## EXERCISE DIRECTIONS
Could you return every record below without changing a word?

[Data extracted from a collection]

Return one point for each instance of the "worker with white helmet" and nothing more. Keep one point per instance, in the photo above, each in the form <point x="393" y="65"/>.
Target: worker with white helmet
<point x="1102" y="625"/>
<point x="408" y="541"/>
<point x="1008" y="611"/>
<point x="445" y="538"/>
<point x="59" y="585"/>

## EXPECTED ANSWER
Return one point for each instance of the "worker with white helmet" and nothing more. Keep one point per instance, in the photo above, each in the form <point x="393" y="65"/>.
Target: worker with white helmet
<point x="1102" y="625"/>
<point x="408" y="541"/>
<point x="1008" y="611"/>
<point x="445" y="538"/>
<point x="59" y="585"/>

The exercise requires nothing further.